**** FRAGMENTO

Mi reseña en Historias para no dormir(se) sobre El luminoso regalo de Manuel Vilas.
Alfaguara Hispánica, 2013.
Alfaguara Hispánica, 2013.
Reseña | Fuente: Muñoz Grau |
Su prosa es rabiosa y frenética. Con un whisky malo en mano, me ha recordado al mejor Miller, a sus obras más compulsivas como Trópico de Cáncer. Manuel Vilas ha dado un golpe en la mesa con esta novela, aunque la lectura de El luminoso regalo (Alfaguara) no es la lectura de una novela, sino más bien la lectura de una propuesta de novela que busca -en la composición de su estructura- una ruptura total con las convenciones de un género saturado actualmente de discursos infantilistas.
A la novela española de estos últimos años, le ha podido el mercado y el turismo, como a todo. Y Vilas recupera un lirismo dionisiaco y destructor para una prosa que sobrevive en la perversión del sexo como hacen sus personajes: “Porque el Mal es un en sí, una forma de gravitación, una forma de reconocimiento del ser, de que estamos vivos, una forma de perduración, una grabación en la piedra, en la materia. Una inscripción duradera. La conciencia sobre la materia, eso es” (pág. 28).

********

■ ACCIÓN REQUERIDA 1
Según la reseña, ¿por qué la lectura de El luminoso regalo no es la lectura de una novela? Explíquelo en una a tres oraciones.
■ ACCIÓN REQUERIDA 2
Transcriba de la reseña el pasaje comprendido entre "Mi reseña en" y "de discursos infantilistas.", ambos incluidos.

**** ENTRADAS SELECCIONADAS

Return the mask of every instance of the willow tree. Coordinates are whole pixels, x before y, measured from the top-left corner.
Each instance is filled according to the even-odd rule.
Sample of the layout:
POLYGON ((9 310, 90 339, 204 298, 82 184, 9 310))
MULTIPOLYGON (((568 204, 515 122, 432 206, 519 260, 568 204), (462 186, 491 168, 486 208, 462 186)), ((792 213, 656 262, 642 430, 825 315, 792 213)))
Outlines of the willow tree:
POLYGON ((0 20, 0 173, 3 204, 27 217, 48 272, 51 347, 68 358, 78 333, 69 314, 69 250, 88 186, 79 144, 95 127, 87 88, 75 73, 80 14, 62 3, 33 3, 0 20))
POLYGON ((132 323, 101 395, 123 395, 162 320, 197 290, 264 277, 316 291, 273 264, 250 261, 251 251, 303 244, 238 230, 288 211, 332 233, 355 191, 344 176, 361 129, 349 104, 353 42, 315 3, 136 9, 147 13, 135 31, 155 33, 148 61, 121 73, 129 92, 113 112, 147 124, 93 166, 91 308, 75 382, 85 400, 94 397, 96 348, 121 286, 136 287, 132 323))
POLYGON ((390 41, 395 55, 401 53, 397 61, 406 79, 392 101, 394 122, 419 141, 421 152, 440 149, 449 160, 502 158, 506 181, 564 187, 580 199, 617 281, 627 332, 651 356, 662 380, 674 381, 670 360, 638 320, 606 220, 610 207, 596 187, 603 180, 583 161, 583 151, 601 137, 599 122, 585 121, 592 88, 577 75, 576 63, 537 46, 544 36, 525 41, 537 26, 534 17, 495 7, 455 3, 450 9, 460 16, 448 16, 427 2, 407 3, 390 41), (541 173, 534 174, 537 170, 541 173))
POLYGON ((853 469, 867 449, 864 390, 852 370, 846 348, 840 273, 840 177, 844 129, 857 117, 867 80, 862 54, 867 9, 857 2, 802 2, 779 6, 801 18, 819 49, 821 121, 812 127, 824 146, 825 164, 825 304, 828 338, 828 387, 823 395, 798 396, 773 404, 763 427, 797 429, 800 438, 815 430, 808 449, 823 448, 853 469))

********

■ RESULTADO OBTENIDO 1
No lo es porque se trata más bien de la lectura de una propuesta de novela. Esa propuesta busca, en la composición de su estructura, una ruptura total con las convenciones de un género que, según la reseña, está hoy saturado de discursos infantilistas.

■ RESULTADO OBTENIDO 2
Mi reseña en Historias para no dormir(se) sobre El luminoso regalo de Manuel Vilas.
Alfaguara Hispánica, 2013.
Alfaguara Hispánica, 2013.
Reseña | Fuente: Muñoz Grau |
Su prosa es rabiosa y frenética. Con un whisky malo en mano, me ha recordado al mejor Miller, a sus obras más compulsivas como Trópico de Cáncer. Manuel Vilas ha dado un golpe en la mesa con esta novela, aunque la lectura de El luminoso regalo (Alfaguara) no es la lectura de una novela, sino más bien la lectura de una propuesta de novela que busca -en la composición de su estructura- una ruptura total con las convenciones de un género saturado actualmente de discursos infantilistas.